## WHAT TO DO
Please swap "In this picture" for "In this image" in every one of the rows below and write them out again with nothing else changed. Leave the pictures out.

## EXCERPTED DATA
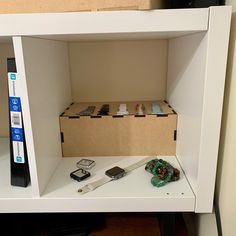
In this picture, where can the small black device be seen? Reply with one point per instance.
(80, 174)
(104, 111)
(85, 164)
(88, 111)
(194, 3)
(115, 173)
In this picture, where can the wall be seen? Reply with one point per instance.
(118, 70)
(6, 50)
(225, 185)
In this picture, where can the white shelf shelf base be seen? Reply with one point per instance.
(134, 192)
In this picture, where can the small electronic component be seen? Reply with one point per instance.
(80, 174)
(88, 111)
(104, 111)
(140, 109)
(122, 110)
(85, 164)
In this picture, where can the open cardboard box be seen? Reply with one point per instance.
(113, 135)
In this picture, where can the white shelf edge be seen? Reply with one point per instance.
(99, 23)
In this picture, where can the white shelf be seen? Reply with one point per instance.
(6, 190)
(97, 25)
(134, 192)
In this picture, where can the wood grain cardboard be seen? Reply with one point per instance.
(117, 136)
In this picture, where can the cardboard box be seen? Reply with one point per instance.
(118, 135)
(38, 6)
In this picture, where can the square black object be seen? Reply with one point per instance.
(115, 172)
(79, 174)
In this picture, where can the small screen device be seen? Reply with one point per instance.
(85, 164)
(80, 174)
(115, 173)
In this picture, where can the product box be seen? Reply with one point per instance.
(37, 6)
(118, 135)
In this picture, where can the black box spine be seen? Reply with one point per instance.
(20, 175)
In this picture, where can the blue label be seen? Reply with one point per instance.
(15, 104)
(17, 134)
(13, 76)
(19, 159)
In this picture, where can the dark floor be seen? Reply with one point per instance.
(112, 224)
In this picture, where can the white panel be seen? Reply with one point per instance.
(133, 193)
(139, 22)
(195, 90)
(48, 87)
(118, 70)
(6, 51)
(185, 89)
(217, 48)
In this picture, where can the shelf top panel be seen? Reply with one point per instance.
(106, 25)
(6, 190)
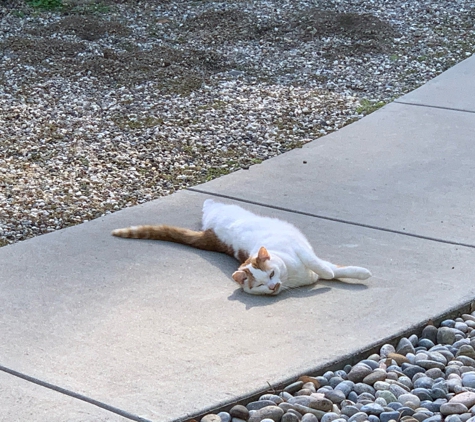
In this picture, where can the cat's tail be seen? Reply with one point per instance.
(206, 240)
(359, 273)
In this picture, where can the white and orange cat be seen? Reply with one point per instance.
(273, 254)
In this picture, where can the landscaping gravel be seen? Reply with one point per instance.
(107, 105)
(429, 378)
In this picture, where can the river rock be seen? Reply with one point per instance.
(445, 335)
(468, 379)
(239, 411)
(388, 416)
(359, 372)
(404, 347)
(358, 417)
(308, 417)
(290, 417)
(466, 398)
(259, 404)
(376, 375)
(329, 417)
(211, 417)
(270, 412)
(372, 409)
(453, 408)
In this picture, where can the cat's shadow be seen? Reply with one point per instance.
(321, 287)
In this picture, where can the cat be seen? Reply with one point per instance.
(273, 254)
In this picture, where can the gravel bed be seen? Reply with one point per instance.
(429, 378)
(107, 105)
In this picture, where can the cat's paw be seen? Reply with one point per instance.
(326, 272)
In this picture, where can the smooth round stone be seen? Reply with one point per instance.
(323, 404)
(371, 363)
(431, 405)
(435, 418)
(429, 364)
(321, 380)
(410, 370)
(422, 393)
(224, 416)
(211, 417)
(285, 396)
(452, 370)
(409, 400)
(398, 358)
(453, 418)
(388, 416)
(423, 382)
(386, 395)
(358, 417)
(372, 409)
(386, 349)
(345, 387)
(256, 405)
(468, 379)
(360, 387)
(434, 373)
(309, 417)
(467, 361)
(466, 398)
(395, 405)
(427, 343)
(397, 390)
(294, 387)
(406, 411)
(376, 375)
(305, 392)
(438, 357)
(290, 417)
(350, 410)
(421, 415)
(334, 381)
(429, 332)
(381, 385)
(405, 346)
(359, 372)
(272, 397)
(446, 335)
(366, 396)
(461, 326)
(453, 409)
(330, 417)
(239, 411)
(335, 396)
(405, 381)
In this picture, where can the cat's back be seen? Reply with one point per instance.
(234, 225)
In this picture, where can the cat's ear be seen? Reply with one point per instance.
(240, 277)
(263, 255)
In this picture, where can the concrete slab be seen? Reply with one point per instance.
(403, 168)
(160, 331)
(24, 401)
(453, 89)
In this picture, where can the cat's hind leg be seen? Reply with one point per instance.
(358, 273)
(322, 268)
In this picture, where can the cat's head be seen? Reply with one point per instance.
(261, 274)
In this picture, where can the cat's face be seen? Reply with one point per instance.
(260, 275)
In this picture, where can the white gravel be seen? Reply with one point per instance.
(103, 107)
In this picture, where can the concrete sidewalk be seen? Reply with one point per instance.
(107, 329)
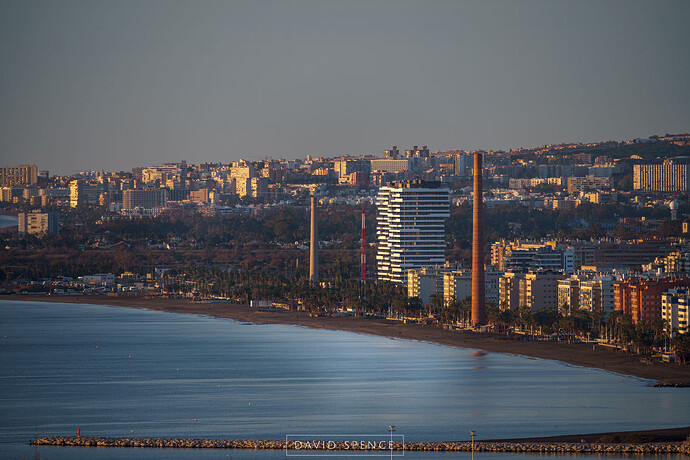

## SOLUTION FOR THIS EXERCISE
In this image, where can the small black device be seen? Reply with one point per instance.
(80, 174)
(104, 111)
(85, 164)
(88, 111)
(194, 3)
(115, 173)
In this image, where can the wall be seen? Reply with one point per instance.
(118, 70)
(6, 50)
(225, 185)
In this image, where can the white shelf shelf base be seen? Reply with one point per instance.
(134, 192)
In this image, where can the small electronic component be seen? Reply with one point per instance.
(80, 174)
(88, 111)
(104, 111)
(140, 109)
(122, 110)
(85, 164)
In this image, where can the open cardboard box be seen? Reply with one point per instance.
(113, 135)
In this image, where can the white shelf edge be seen? Reply with one point per instance.
(99, 23)
In this image, where can the white shelf be seen? Reply with one point per instance.
(6, 190)
(97, 25)
(134, 192)
In this image, where can the wood grain cardboard be seen? Reply with one point per instance.
(117, 136)
In this image, where can the cardboard box be seen? Reply with one point per instance.
(118, 135)
(38, 6)
In this image, where can the square black object be seen? Reply with one point per instance.
(115, 172)
(79, 174)
In this image, where can the small screen device be seen? Reply with one point per instance.
(85, 164)
(80, 174)
(115, 173)
In this image, where can the product box be seen? Reply with one point per instance.
(37, 6)
(118, 135)
In this image, where can the black box spine be seen? Reply with one point per instance.
(20, 175)
In this image, where can the blue label be seen? Reply with one point per instance.
(15, 104)
(17, 134)
(13, 76)
(19, 159)
In this image, where can the dark floor be seen? Reply with one point per instance.
(112, 224)
In this image, where can the white panel be seen? Reply with one point per instance.
(133, 193)
(139, 22)
(195, 90)
(48, 87)
(118, 70)
(6, 51)
(185, 89)
(217, 48)
In this image, where can the shelf top panel be seen? Reply with one point per instance.
(106, 25)
(6, 190)
In this image, where can the cat's tail be seen? Reply with one point per instance.
(206, 240)
(359, 273)
In this image, where can the white and orange cat be seen? Reply with one point per instance.
(273, 254)
In this image, where can the landscaping gravel be seen? Reply with one point per instance.
(107, 105)
(429, 378)
In this image, where can the river rock be seen? Reply with one point per instance.
(445, 335)
(468, 379)
(239, 411)
(388, 416)
(359, 372)
(404, 347)
(358, 417)
(308, 417)
(290, 417)
(466, 398)
(259, 404)
(376, 375)
(329, 417)
(211, 417)
(270, 412)
(372, 409)
(453, 408)
In this image, where can the cat's shadow be seen? Reply with one point per instance.
(321, 287)
In this image, where can the cat be seen? Reply with one point per instance.
(273, 254)
In this image, where can the gravel bed be seen? Reply with one point per instance.
(429, 378)
(107, 105)
In this image, where can the cat's paw be seen? Reply with one point per instance.
(326, 272)
In this image, where can the smooth round stone be seen? Reply with one point per instance.
(323, 404)
(371, 363)
(431, 405)
(435, 418)
(429, 364)
(321, 380)
(410, 370)
(422, 393)
(224, 416)
(211, 417)
(285, 396)
(452, 370)
(409, 400)
(398, 358)
(453, 418)
(388, 416)
(423, 382)
(386, 395)
(358, 417)
(372, 409)
(386, 349)
(345, 387)
(256, 405)
(468, 379)
(360, 387)
(434, 373)
(309, 417)
(467, 361)
(466, 398)
(395, 405)
(427, 343)
(397, 390)
(294, 387)
(406, 411)
(376, 375)
(305, 392)
(438, 357)
(290, 417)
(350, 410)
(421, 415)
(334, 381)
(429, 332)
(381, 385)
(405, 346)
(359, 372)
(272, 397)
(446, 335)
(366, 396)
(461, 326)
(453, 409)
(330, 417)
(239, 411)
(335, 396)
(405, 381)
In this image, where can the cat's back be seen? Reply with one point per instance.
(234, 225)
In this image, where can the cat's ear be seen? Reply with one point per instance.
(240, 277)
(263, 255)
In this image, where can the concrete slab be seen? Reply with one point per instance.
(403, 168)
(160, 331)
(24, 401)
(453, 89)
In this image, where can the cat's hind leg be seen? Reply with one point per instance.
(358, 273)
(322, 268)
In this image, where can the cat's head be seen? Reply with one point per instance.
(261, 274)
In this image, where can the cat's face be seen? Reply with one point per instance.
(260, 275)
In this image, where can the white gravel be seen? Reply with one point per instance.
(103, 107)
In this image, where can the concrete sidewalk be seen? Reply with one point per instance.
(107, 329)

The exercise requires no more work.